Segmentation mask data
------------------------------------

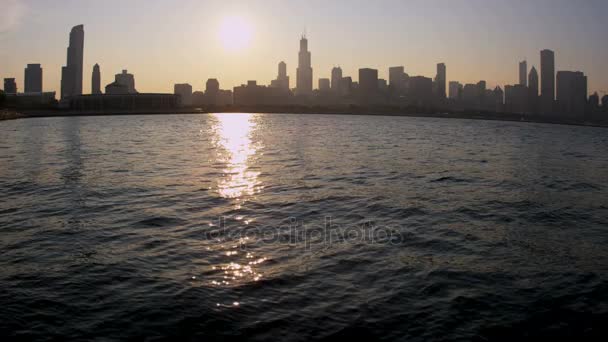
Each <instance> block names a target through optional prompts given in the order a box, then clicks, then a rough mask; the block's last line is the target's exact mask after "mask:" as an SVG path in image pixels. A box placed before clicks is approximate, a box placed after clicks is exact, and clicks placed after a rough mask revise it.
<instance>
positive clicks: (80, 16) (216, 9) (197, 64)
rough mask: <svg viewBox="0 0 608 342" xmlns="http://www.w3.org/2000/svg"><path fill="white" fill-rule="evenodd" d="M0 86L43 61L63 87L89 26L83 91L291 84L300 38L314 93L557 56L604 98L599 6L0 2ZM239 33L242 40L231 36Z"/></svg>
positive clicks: (239, 1)
mask: <svg viewBox="0 0 608 342" xmlns="http://www.w3.org/2000/svg"><path fill="white" fill-rule="evenodd" d="M0 4H1V6H0V78H5V77H16V78H17V84H18V87H19V89H21V90H22V89H23V69H24V67H25V65H26V64H27V63H41V64H42V67H43V69H44V90H47V91H49V90H55V91H58V90H59V85H60V75H61V66H62V65H64V64H65V61H66V47H67V44H68V34H69V31H70V29H71V27H72V26H75V25H78V24H84V26H85V53H84V55H85V58H84V70H85V72H84V91H85V93H89V92H90V90H91V86H90V84H91V71H92V67H93V65H94V64H95V63H99V64H100V66H101V76H102V87H104V86H105V85H106V84H108V83H110V82H112V81H113V78H114V74H116V73H118V72H120V71H121V70H122V69H128V70H129V71H130V72H132V73H134V74H135V81H136V88H137V89H138V90H139V91H140V92H172V91H173V84H174V83H190V84H192V85H193V87H194V89H195V90H202V89H204V82H205V81H206V80H207V79H208V78H218V79H219V80H220V85H221V87H222V88H224V89H225V88H232V87H233V86H234V85H238V84H241V83H245V82H246V81H247V80H250V79H255V80H258V83H262V84H267V83H269V82H270V80H271V79H273V78H275V77H276V74H277V64H278V62H280V61H281V60H284V61H285V62H286V63H287V68H288V74H289V76H290V77H291V86H292V87H294V86H295V72H296V71H295V70H296V67H297V52H298V44H299V43H298V40H299V38H300V35H301V34H302V32H303V31H304V30H306V31H307V33H308V37H309V48H310V50H311V51H312V63H313V68H314V79H315V81H314V84H315V87H316V86H317V79H318V78H319V77H329V76H330V71H331V68H332V67H333V66H334V65H340V66H341V67H342V69H343V71H344V75H345V76H348V75H350V76H353V79H354V80H356V79H357V78H358V76H357V75H358V72H357V70H358V68H359V67H373V68H378V69H379V70H380V77H384V78H388V67H389V66H395V65H403V66H405V69H406V72H408V73H409V74H410V75H424V76H427V77H434V75H435V65H436V63H438V62H445V63H446V64H447V71H448V80H457V81H460V82H463V83H467V82H477V81H479V80H480V79H484V80H487V82H488V85H489V86H494V85H496V84H499V85H501V86H503V85H504V84H513V83H516V82H517V80H518V62H519V61H520V60H523V59H527V60H528V65H529V67H531V66H532V65H534V66H536V67H537V69H538V68H539V63H540V62H539V51H540V50H541V49H543V48H549V49H552V50H554V51H555V52H556V66H557V70H580V71H583V72H585V73H586V74H587V75H588V77H589V90H590V92H593V91H602V90H603V91H608V67H607V66H606V64H607V63H608V46H607V45H606V41H607V39H608V19H607V18H608V1H606V0H533V1H530V0H401V1H397V0H395V1H393V0H375V1H372V0H366V1H359V0H331V1H330V0H299V1H292V0H247V1H245V0H242V1H229V0H217V1H216V0H213V1H211V0H173V1H170V0H120V1H119V0H0ZM233 16H237V17H239V18H241V20H243V21H244V22H245V23H247V26H248V27H250V29H249V30H250V34H251V43H250V45H249V46H248V47H244V48H242V49H236V50H235V49H227V48H226V47H225V41H223V39H224V40H225V39H226V38H223V35H222V34H221V33H220V31H221V28H222V23H223V21H224V20H225V18H226V17H233ZM237 35H238V34H237Z"/></svg>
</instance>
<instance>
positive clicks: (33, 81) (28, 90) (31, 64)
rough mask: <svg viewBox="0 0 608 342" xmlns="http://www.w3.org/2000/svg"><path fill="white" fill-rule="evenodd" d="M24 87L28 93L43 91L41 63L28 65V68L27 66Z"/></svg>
mask: <svg viewBox="0 0 608 342" xmlns="http://www.w3.org/2000/svg"><path fill="white" fill-rule="evenodd" d="M24 88H25V89H24V91H25V92H26V93H41V92H42V68H41V67H40V64H28V65H27V68H25V84H24Z"/></svg>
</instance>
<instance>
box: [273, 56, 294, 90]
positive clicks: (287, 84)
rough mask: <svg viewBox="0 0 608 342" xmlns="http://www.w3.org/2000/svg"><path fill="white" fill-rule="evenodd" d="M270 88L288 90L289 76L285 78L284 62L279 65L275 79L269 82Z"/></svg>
mask: <svg viewBox="0 0 608 342" xmlns="http://www.w3.org/2000/svg"><path fill="white" fill-rule="evenodd" d="M270 86H271V87H275V88H281V89H284V90H289V76H287V64H285V62H280V63H279V73H278V75H277V79H276V80H273V81H271V83H270Z"/></svg>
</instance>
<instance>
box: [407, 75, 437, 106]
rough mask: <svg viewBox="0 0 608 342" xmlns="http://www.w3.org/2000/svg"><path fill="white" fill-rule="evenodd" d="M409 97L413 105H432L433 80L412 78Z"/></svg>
mask: <svg viewBox="0 0 608 342" xmlns="http://www.w3.org/2000/svg"><path fill="white" fill-rule="evenodd" d="M408 97H409V98H410V102H411V104H413V105H417V106H429V105H431V103H432V99H433V80H432V79H431V78H428V77H424V76H413V77H410V80H409V91H408Z"/></svg>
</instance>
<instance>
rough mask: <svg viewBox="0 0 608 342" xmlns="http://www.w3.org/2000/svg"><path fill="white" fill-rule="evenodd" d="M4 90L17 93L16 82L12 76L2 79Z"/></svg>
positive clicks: (12, 93)
mask: <svg viewBox="0 0 608 342" xmlns="http://www.w3.org/2000/svg"><path fill="white" fill-rule="evenodd" d="M4 92H5V93H6V94H17V82H15V79H14V78H5V79H4Z"/></svg>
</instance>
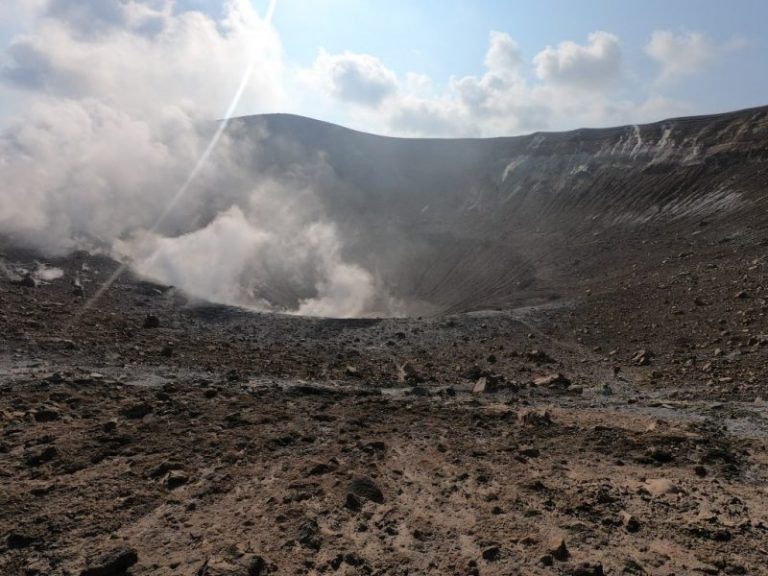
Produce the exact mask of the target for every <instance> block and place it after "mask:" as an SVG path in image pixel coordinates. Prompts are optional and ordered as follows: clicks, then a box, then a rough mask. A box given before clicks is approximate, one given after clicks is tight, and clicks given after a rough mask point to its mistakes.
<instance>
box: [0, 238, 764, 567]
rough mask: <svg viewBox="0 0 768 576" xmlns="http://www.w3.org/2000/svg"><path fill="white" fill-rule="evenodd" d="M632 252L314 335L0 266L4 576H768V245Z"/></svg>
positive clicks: (35, 263)
mask: <svg viewBox="0 0 768 576" xmlns="http://www.w3.org/2000/svg"><path fill="white" fill-rule="evenodd" d="M648 251H649V254H650V255H649V256H648V257H647V258H645V259H636V260H634V261H632V263H631V264H630V263H628V264H627V265H626V266H624V267H619V268H613V269H612V270H611V273H606V274H604V275H602V276H601V277H599V278H598V275H596V274H586V275H585V278H586V279H587V280H585V281H584V282H583V283H582V284H579V285H573V286H572V287H571V288H572V289H571V290H569V291H564V292H562V293H560V294H559V295H558V297H557V298H552V299H550V300H549V301H547V302H544V303H541V302H539V303H538V304H537V305H536V306H531V307H528V308H524V309H516V310H511V311H510V310H504V311H502V310H485V311H482V310H478V311H475V312H468V313H464V314H457V315H450V316H435V317H430V318H421V319H417V318H412V319H382V320H379V319H358V320H321V319H309V318H296V317H290V316H279V315H268V314H254V313H246V312H244V311H240V310H235V309H231V308H226V307H221V306H213V305H208V304H204V303H199V302H197V303H196V302H192V301H189V300H188V299H187V298H186V297H185V296H184V295H183V294H180V293H179V292H178V291H176V290H174V289H172V288H169V287H163V286H158V285H155V284H152V283H149V282H145V281H141V280H139V279H137V278H135V277H133V276H131V274H130V273H125V274H123V275H121V276H120V277H119V279H118V280H117V282H116V283H115V285H114V286H112V287H111V288H110V289H109V290H108V291H107V292H106V293H105V294H104V296H103V297H102V298H100V299H99V300H98V301H96V302H93V303H91V302H90V300H89V299H90V298H91V297H92V296H93V295H94V294H95V293H96V291H97V290H98V288H99V286H101V285H102V284H103V282H104V281H106V280H107V278H109V277H110V276H111V275H112V274H113V272H115V270H116V269H117V264H116V263H114V262H113V261H111V260H109V259H108V258H103V257H94V256H88V255H85V254H75V255H73V256H70V257H68V258H66V259H60V260H46V261H44V262H43V261H42V260H41V259H40V258H39V257H36V256H35V255H34V254H32V253H27V252H23V251H19V250H10V249H9V250H6V252H5V254H4V255H3V259H2V261H3V267H2V271H3V274H2V279H1V280H0V333H2V334H3V335H4V336H3V338H2V340H1V341H0V427H1V430H2V431H1V432H0V537H1V538H2V540H1V541H0V573H2V574H9V575H16V574H24V575H34V574H37V575H64V574H76V575H85V576H98V575H111V574H123V573H129V574H134V575H136V576H138V575H150V574H152V575H161V574H181V575H208V576H215V575H225V574H231V575H238V574H242V575H261V574H291V575H292V574H349V575H352V574H370V575H374V574H380V575H384V574H391V575H406V574H410V575H413V574H457V575H470V574H482V575H496V574H498V575H501V574H525V575H528V574H542V575H557V574H565V575H583V576H588V575H598V574H611V575H618V574H632V575H640V574H654V575H656V574H659V575H672V574H675V575H682V574H768V568H766V566H768V452H766V439H768V404H767V403H766V399H767V398H768V393H767V392H766V384H765V381H766V374H767V372H768V371H767V370H766V365H767V364H766V360H768V324H767V323H766V317H765V313H766V309H767V303H766V297H768V278H767V276H766V266H767V263H766V259H765V256H764V253H765V246H764V244H762V243H761V242H760V241H759V240H758V241H750V242H749V243H746V244H744V243H739V241H738V240H735V241H731V240H726V241H723V242H721V241H719V240H712V241H708V242H702V243H700V244H697V245H695V246H693V247H692V248H691V249H687V248H679V247H678V246H675V248H674V249H671V248H670V246H655V247H653V248H652V249H651V248H649V249H648ZM628 262H629V261H628ZM638 262H639V264H638ZM596 278H598V279H596Z"/></svg>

------------------------------------

#### EXERCISE DETAILS
Write down again, exactly as given, only the lines above that fall from the line with "87L28 93L43 91L41" to the line with "positive clicks: (287, 84)", inclusive.

#### ANSWER SECTION
rough mask: <svg viewBox="0 0 608 342" xmlns="http://www.w3.org/2000/svg"><path fill="white" fill-rule="evenodd" d="M24 87L28 93L43 91L41 63L28 65V68L27 66Z"/></svg>
mask: <svg viewBox="0 0 608 342" xmlns="http://www.w3.org/2000/svg"><path fill="white" fill-rule="evenodd" d="M24 88H25V89H24V91H25V92H26V93H41V92H42V68H41V67H40V64H28V65H27V68H25V84H24Z"/></svg>
</instance>
<instance>
box: [273, 56, 294, 90]
positive clicks: (287, 84)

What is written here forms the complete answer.